● **Instructions for the task**
Line by line, please look for the word "rocky" in the following records, then copy each line you find it in.

** Materials provided follows **

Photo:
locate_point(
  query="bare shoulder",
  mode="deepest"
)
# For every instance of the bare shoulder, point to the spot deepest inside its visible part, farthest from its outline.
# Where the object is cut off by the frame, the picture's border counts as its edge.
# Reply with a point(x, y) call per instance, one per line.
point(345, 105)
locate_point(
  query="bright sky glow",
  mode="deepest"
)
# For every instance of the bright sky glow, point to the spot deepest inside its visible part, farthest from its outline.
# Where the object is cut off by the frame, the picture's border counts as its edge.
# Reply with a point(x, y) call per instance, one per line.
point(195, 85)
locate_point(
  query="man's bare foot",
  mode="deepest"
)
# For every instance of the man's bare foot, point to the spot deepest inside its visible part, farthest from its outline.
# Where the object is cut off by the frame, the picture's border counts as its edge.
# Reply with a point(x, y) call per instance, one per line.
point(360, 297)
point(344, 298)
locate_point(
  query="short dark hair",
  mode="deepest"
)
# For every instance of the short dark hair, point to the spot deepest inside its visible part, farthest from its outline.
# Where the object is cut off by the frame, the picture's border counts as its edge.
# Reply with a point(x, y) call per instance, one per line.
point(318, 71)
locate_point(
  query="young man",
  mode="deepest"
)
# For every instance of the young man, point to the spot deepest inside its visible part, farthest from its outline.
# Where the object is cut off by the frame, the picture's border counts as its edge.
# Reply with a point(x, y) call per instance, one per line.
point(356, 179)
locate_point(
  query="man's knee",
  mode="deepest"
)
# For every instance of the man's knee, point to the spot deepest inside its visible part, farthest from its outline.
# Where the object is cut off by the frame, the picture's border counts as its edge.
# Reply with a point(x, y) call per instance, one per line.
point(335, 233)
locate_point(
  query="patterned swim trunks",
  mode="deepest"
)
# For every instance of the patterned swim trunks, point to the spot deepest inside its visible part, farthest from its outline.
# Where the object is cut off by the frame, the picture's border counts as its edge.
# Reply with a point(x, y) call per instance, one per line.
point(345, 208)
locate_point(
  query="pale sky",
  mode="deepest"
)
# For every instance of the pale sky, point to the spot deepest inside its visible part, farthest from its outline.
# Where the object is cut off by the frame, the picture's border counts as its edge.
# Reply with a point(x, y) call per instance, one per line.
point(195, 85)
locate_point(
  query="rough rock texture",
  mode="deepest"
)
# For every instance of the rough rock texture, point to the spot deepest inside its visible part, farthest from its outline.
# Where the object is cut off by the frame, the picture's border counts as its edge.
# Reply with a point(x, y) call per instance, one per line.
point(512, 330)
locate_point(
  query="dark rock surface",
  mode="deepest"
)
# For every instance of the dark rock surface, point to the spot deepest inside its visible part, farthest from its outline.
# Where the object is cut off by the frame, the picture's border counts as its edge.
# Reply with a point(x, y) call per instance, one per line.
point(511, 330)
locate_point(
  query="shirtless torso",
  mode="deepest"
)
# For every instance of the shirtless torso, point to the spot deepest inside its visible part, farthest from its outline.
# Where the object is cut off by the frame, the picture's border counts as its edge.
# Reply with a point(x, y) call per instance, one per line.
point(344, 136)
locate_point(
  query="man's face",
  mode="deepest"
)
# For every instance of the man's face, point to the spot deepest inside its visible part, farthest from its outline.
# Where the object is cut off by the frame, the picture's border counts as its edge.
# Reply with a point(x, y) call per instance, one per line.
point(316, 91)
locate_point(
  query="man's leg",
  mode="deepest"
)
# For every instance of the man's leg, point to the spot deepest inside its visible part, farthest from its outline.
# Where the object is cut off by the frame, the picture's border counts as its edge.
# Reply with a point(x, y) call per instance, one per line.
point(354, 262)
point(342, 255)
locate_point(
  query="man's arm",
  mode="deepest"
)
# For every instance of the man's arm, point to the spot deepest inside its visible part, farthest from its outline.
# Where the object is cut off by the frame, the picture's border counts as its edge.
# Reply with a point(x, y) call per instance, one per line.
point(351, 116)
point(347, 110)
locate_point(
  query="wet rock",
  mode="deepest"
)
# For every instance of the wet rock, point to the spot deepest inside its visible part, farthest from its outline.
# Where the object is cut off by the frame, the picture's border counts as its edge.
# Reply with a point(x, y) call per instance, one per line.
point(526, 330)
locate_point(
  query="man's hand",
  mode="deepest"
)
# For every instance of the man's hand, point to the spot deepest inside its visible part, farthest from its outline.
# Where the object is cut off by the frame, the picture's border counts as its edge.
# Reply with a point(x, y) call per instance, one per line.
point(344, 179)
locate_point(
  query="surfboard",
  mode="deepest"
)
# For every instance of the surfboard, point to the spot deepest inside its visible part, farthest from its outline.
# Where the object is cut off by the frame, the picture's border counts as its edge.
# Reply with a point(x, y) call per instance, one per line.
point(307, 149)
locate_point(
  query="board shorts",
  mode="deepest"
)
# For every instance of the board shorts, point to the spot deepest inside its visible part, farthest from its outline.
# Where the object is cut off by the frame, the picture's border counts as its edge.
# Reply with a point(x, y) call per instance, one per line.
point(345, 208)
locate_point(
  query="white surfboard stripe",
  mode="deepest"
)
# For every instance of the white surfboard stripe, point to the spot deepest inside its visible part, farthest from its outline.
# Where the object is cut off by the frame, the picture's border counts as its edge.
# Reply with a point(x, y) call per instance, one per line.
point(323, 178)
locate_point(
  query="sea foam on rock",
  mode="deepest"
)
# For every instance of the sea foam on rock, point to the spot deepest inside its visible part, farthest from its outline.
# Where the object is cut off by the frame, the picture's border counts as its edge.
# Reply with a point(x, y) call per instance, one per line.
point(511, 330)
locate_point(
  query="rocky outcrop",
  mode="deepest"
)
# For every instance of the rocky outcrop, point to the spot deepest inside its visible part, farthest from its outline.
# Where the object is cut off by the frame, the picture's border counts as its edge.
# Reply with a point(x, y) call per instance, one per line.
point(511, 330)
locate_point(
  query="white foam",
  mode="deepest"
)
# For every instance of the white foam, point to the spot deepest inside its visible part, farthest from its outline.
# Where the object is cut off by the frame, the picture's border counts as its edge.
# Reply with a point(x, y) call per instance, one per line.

** End of Materials provided **

● **Your solution**
  query="rocky outcrop",
# For every instance of the rocky outcrop, point to the spot deepest inside its visible part, farthest from its outline.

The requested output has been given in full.